-- Data for this task --
########
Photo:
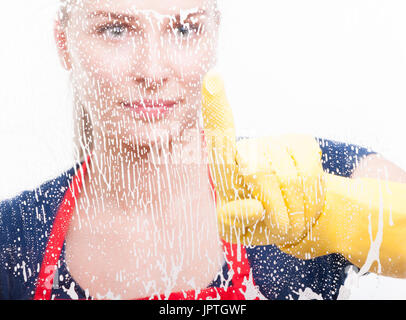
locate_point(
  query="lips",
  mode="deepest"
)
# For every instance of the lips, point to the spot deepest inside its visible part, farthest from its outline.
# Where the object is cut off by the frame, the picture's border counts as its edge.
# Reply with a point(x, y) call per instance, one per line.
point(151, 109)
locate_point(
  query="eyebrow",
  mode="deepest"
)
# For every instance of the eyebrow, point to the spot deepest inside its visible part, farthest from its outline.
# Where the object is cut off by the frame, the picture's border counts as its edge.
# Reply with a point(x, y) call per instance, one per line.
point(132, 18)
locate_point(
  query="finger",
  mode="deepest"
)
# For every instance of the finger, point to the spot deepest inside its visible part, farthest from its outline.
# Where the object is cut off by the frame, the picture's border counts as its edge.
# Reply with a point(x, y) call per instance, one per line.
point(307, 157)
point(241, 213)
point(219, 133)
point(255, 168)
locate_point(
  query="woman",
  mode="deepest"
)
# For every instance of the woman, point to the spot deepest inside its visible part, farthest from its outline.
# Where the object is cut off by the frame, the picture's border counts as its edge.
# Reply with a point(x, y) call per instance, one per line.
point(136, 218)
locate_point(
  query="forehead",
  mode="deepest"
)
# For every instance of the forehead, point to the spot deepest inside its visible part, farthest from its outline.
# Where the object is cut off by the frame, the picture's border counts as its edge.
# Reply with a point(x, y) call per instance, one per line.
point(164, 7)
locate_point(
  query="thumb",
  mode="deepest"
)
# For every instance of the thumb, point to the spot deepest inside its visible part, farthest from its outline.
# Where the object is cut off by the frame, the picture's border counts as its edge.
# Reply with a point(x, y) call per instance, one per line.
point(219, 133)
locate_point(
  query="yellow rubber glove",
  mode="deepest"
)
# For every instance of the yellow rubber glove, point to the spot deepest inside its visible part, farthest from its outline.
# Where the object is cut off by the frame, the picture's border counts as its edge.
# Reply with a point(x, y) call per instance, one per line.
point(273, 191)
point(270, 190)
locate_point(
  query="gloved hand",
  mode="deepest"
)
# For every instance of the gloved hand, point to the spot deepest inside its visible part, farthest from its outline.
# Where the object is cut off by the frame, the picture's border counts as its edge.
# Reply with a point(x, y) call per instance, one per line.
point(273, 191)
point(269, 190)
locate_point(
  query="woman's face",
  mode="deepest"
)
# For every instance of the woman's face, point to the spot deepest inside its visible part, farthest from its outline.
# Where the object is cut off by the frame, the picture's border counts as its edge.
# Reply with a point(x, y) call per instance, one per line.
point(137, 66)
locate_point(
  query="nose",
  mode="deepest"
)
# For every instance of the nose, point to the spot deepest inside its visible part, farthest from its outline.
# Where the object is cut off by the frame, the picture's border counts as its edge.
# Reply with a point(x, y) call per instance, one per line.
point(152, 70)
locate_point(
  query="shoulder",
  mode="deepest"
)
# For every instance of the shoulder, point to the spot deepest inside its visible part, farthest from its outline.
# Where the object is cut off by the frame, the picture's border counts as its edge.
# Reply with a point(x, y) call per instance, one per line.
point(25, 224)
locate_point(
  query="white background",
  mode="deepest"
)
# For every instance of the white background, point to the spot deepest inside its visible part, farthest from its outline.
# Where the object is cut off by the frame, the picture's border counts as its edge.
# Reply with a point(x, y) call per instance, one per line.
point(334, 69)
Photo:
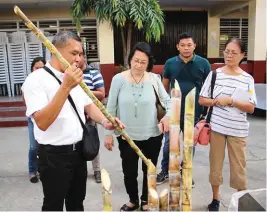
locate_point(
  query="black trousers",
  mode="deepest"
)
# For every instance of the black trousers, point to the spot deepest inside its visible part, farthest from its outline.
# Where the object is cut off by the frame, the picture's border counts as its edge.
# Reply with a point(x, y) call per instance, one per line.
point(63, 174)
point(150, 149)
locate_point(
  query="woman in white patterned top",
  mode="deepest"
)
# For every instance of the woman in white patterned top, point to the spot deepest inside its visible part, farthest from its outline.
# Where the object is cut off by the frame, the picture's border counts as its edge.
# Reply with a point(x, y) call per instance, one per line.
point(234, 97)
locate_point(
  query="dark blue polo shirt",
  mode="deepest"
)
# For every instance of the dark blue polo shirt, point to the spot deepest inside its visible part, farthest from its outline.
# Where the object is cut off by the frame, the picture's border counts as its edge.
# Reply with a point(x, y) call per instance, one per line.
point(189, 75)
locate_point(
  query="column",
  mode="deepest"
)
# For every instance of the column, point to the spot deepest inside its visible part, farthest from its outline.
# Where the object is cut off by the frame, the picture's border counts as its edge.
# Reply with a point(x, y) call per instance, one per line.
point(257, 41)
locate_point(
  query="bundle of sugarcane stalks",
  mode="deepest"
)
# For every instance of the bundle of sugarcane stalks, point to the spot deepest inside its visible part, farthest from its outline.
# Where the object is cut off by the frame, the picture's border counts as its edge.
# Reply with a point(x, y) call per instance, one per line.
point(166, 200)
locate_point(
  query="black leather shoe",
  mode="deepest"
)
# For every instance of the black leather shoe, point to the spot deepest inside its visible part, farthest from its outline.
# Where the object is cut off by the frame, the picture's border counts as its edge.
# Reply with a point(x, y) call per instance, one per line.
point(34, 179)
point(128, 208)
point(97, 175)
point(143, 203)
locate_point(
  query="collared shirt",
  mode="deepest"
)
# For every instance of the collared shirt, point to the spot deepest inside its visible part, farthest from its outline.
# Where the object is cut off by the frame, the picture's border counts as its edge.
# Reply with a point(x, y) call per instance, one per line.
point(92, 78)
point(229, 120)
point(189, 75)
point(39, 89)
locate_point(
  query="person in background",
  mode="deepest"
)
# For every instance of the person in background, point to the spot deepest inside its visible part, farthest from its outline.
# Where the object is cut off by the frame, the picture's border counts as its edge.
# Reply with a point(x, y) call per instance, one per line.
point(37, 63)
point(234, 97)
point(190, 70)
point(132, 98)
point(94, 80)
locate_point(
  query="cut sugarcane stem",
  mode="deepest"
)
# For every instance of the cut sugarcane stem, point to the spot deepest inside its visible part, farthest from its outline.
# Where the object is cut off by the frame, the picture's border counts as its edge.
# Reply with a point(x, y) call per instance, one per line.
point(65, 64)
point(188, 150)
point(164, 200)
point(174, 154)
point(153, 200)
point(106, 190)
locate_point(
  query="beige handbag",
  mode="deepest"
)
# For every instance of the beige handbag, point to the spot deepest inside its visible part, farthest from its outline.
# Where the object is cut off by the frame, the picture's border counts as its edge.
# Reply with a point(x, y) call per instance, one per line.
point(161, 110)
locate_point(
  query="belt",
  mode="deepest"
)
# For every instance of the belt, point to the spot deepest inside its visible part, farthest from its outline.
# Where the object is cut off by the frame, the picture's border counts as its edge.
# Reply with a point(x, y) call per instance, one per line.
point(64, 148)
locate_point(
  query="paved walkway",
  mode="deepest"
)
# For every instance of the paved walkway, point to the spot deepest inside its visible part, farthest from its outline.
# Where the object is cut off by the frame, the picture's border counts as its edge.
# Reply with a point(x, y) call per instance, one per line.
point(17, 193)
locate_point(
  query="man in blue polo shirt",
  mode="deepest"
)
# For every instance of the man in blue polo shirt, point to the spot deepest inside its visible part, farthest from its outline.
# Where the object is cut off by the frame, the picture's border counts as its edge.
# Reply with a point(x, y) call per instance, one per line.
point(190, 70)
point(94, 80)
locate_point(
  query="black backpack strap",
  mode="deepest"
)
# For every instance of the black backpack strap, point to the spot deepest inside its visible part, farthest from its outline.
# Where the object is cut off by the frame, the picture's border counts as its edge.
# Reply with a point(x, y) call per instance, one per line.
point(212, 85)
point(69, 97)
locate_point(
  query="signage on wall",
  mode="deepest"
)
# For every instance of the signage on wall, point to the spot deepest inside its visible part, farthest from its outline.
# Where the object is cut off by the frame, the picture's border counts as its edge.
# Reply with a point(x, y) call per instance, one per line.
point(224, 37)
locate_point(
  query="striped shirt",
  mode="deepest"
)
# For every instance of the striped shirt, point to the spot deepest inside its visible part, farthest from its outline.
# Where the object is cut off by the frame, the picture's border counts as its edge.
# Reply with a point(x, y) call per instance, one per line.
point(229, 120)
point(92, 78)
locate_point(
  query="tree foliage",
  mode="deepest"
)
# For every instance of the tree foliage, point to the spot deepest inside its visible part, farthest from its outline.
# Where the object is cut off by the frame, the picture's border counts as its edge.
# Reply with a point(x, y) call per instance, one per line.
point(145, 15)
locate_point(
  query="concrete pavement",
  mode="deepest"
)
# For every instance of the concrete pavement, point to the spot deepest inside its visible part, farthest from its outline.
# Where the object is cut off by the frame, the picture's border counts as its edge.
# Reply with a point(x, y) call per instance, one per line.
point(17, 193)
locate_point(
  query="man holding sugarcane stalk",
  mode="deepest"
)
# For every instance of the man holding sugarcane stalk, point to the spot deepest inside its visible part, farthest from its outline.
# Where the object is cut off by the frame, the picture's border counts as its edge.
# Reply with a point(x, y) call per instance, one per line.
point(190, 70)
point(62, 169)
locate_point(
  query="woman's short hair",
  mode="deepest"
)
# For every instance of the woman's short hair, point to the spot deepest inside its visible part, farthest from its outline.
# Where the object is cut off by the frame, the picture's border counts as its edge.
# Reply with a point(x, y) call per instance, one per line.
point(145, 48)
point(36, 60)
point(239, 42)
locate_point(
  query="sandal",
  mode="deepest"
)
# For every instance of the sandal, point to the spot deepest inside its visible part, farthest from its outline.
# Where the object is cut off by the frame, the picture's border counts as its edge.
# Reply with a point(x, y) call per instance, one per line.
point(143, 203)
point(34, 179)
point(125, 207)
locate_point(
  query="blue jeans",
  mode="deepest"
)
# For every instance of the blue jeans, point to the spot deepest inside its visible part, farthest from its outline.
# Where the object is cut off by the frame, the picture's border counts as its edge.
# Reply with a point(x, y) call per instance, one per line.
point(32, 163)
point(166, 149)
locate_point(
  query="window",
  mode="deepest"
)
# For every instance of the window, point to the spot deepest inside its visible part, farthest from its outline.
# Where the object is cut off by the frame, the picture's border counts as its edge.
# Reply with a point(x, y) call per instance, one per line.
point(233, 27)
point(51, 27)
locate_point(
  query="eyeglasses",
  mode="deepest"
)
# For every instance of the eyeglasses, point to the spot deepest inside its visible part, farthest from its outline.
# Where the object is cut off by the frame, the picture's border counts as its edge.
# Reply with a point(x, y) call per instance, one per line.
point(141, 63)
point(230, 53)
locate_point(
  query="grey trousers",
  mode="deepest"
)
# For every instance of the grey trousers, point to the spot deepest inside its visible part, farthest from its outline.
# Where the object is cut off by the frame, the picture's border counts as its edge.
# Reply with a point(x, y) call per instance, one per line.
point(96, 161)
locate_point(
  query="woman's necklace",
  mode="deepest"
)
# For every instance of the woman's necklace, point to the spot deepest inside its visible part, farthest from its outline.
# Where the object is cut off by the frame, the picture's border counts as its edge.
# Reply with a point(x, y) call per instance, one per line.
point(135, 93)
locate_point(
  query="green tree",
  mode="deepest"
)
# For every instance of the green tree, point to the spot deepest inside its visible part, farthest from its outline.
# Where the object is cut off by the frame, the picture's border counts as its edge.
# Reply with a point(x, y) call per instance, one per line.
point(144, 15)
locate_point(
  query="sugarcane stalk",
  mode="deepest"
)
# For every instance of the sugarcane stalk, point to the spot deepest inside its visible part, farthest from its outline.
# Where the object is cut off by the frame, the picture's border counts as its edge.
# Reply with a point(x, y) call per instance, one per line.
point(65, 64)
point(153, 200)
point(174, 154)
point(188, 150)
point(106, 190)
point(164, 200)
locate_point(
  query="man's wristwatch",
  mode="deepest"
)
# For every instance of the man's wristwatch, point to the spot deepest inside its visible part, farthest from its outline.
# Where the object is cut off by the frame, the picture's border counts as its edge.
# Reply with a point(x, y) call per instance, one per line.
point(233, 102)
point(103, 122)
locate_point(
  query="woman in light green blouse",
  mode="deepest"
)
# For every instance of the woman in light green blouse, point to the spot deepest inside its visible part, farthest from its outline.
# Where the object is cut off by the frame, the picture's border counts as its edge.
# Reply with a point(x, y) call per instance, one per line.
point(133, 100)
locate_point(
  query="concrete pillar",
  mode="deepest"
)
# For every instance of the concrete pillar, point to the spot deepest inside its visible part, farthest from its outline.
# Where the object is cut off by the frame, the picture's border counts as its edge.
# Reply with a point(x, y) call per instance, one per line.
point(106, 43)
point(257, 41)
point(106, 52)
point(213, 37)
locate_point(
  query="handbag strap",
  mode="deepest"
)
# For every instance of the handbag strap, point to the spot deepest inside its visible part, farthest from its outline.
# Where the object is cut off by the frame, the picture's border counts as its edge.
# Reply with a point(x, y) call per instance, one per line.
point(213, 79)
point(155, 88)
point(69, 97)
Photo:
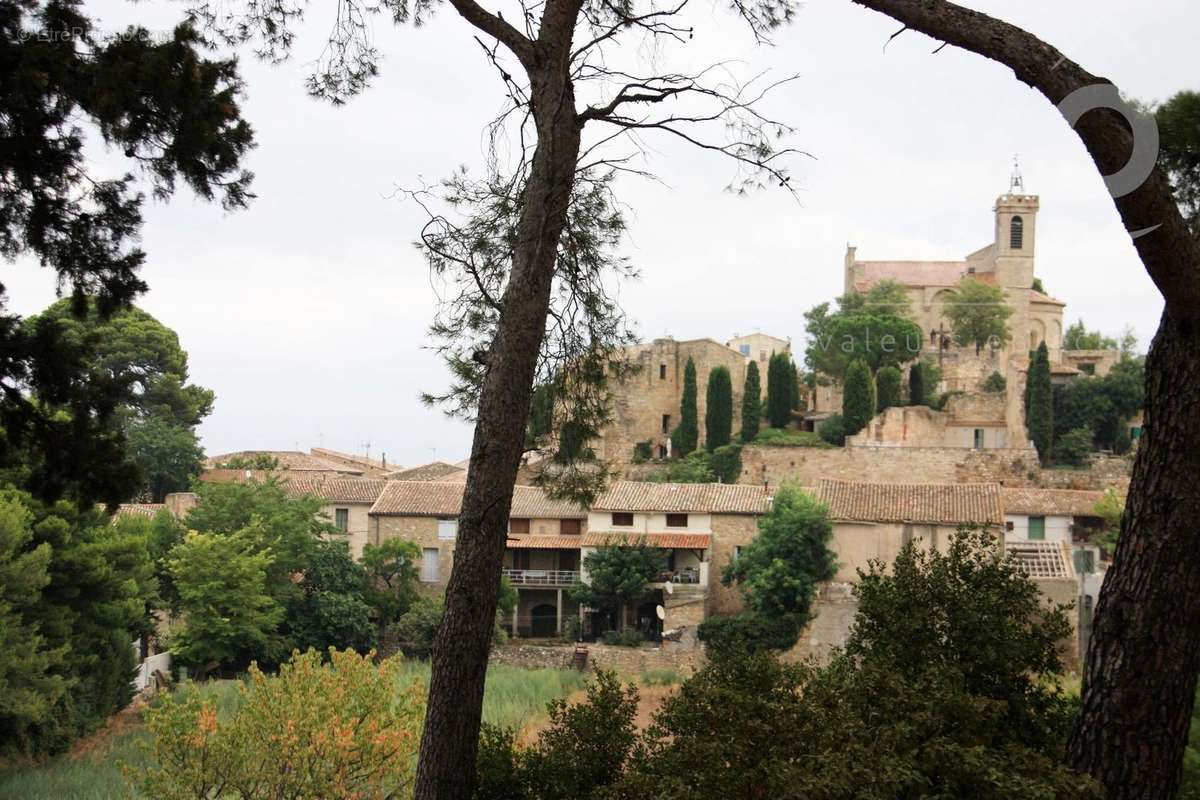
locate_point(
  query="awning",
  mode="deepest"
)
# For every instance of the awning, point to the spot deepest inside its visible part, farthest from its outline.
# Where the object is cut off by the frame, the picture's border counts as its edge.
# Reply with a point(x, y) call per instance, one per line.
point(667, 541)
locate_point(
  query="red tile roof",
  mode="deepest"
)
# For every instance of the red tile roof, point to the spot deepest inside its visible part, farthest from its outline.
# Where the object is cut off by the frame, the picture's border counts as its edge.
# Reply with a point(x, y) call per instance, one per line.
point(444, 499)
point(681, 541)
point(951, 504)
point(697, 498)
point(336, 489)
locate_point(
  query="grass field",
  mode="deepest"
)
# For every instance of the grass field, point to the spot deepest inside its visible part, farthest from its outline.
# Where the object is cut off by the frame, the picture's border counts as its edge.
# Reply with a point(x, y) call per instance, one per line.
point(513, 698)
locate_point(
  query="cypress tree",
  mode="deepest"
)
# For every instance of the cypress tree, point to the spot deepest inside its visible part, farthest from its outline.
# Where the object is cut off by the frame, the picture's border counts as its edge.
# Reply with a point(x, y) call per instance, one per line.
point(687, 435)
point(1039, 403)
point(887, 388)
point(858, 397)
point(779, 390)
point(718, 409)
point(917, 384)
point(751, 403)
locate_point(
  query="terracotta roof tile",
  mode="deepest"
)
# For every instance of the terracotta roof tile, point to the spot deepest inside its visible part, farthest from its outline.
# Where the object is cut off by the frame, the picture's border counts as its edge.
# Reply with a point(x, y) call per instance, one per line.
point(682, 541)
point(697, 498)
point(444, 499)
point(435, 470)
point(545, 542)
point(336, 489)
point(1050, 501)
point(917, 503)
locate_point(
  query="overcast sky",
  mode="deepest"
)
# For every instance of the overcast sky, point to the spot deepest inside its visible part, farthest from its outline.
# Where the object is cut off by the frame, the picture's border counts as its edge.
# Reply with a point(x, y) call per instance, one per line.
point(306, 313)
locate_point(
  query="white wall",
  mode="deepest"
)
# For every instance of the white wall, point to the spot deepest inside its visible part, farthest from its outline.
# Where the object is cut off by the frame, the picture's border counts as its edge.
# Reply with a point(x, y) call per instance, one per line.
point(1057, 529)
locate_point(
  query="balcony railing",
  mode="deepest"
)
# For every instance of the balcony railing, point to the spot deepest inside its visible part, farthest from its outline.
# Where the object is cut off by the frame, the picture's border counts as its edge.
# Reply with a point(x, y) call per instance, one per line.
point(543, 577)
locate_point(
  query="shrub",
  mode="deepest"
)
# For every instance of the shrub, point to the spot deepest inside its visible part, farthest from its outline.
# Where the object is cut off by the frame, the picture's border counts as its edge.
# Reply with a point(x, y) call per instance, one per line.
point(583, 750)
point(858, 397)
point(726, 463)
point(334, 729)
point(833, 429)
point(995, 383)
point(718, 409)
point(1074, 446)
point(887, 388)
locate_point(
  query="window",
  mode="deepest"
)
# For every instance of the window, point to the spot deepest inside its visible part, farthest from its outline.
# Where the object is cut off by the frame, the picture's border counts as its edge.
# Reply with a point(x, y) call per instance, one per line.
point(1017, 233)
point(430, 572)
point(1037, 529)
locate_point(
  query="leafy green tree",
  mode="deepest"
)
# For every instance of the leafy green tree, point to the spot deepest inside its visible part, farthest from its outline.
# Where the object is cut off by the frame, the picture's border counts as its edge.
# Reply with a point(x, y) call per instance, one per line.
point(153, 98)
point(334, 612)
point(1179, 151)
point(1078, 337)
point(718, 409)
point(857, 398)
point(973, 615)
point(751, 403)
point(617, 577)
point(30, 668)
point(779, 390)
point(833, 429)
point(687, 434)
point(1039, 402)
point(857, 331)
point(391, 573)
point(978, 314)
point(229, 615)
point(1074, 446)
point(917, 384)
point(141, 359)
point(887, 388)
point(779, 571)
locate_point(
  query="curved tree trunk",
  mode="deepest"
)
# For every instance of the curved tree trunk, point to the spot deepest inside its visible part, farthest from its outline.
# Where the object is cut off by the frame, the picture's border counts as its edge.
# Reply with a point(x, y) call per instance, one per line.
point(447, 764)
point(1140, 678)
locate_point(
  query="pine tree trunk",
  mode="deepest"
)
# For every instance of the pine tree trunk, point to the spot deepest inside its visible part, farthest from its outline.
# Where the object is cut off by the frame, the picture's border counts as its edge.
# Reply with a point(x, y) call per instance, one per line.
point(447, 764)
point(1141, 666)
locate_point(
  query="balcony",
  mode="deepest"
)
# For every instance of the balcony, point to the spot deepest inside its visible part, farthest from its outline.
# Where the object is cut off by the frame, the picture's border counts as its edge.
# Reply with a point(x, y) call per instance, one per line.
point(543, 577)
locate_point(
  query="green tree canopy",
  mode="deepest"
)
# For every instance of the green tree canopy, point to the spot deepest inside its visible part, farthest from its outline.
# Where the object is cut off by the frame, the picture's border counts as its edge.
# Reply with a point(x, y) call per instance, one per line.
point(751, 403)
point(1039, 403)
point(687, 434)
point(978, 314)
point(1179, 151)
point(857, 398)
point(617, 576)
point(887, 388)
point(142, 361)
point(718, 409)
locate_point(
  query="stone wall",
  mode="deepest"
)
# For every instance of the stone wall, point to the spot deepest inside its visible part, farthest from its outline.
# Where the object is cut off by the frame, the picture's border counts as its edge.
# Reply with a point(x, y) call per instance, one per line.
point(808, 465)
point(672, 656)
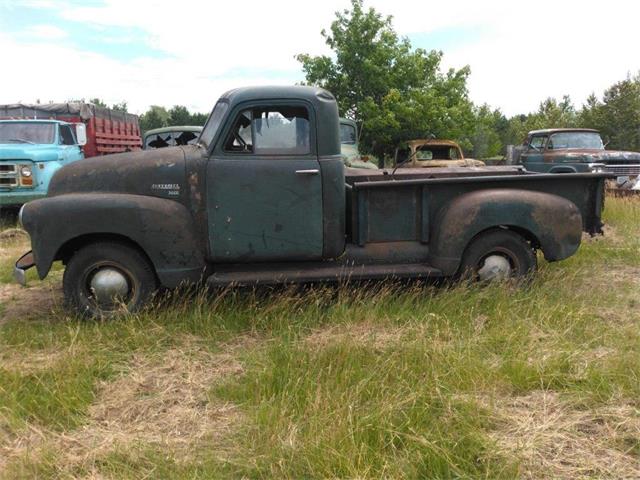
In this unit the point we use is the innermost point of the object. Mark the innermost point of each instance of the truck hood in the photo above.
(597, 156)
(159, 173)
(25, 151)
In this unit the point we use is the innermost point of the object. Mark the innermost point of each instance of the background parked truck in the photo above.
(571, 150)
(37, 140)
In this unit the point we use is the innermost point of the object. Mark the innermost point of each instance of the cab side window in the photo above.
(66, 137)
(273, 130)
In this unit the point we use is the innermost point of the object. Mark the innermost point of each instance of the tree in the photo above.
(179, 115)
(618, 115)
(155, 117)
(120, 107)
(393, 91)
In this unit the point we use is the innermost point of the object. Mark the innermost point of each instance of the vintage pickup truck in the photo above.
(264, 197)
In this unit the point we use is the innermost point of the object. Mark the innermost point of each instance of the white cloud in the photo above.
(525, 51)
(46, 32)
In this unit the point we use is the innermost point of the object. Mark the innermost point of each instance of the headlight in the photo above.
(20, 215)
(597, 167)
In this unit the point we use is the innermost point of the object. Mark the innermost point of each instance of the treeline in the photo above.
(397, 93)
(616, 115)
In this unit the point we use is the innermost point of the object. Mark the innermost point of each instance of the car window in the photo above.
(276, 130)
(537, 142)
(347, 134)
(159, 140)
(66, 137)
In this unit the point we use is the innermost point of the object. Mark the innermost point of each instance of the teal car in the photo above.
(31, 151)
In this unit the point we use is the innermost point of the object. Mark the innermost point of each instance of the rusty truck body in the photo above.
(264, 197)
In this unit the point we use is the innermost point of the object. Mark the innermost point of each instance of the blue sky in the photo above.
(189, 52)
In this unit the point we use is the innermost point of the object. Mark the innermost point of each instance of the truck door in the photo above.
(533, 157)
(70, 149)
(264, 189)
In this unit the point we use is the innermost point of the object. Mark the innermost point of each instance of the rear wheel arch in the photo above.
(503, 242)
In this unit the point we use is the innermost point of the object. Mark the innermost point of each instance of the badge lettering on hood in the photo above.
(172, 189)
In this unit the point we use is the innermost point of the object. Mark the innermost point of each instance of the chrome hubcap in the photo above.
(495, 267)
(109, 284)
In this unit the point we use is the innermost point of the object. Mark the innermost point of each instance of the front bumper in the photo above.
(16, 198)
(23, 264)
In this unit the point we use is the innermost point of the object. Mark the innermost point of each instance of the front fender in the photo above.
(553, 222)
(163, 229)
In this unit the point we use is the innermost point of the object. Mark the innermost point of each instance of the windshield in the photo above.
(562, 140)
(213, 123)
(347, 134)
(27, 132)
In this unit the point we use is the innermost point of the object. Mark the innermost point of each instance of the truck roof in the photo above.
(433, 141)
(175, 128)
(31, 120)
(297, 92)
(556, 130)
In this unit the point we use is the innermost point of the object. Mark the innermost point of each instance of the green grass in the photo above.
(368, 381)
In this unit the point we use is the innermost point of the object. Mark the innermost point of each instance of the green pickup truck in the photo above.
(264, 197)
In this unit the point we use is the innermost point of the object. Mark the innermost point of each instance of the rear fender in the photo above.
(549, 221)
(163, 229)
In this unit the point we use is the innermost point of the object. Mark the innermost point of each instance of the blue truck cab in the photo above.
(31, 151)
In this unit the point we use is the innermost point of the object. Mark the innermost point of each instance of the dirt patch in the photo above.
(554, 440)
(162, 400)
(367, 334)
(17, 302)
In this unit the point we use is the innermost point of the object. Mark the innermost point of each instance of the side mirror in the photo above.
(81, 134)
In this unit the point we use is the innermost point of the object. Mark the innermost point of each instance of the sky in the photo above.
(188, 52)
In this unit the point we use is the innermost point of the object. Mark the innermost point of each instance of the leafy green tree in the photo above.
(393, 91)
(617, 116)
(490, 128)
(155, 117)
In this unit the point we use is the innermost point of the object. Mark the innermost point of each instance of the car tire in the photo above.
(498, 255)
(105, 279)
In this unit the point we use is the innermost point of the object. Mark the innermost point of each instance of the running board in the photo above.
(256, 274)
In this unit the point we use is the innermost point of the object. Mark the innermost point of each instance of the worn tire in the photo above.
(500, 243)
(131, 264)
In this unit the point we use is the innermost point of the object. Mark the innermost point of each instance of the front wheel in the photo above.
########
-- What this task involves --
Your response should consist solely of the lines from the one containing "green tree in the photo above." to the end of the entries, both ends included, exactly as they appear.

-- Worked solution --
In this unit the point we use is the innermost point of the object. Mark the innermost point of each instance of the leafy green tree in the photo above.
(393, 91)
(617, 116)
(490, 128)
(155, 117)
In this unit the point we use is the innermost point of the object. Mark the innermost point of each instance of the car tire in the photo above.
(498, 255)
(105, 279)
In this unit the point we use is the innermost point of the object. Mark the innermost point of each instance of the running board in the photo above.
(256, 274)
In this unit the point we use is the innermost point of the object. Mark the innermost point of each instance of the worn tire in the photo above.
(500, 243)
(131, 264)
In this unit the point we use is the innermost point of the object. Mark the innermost point of each instance of the front wheel in the photo above.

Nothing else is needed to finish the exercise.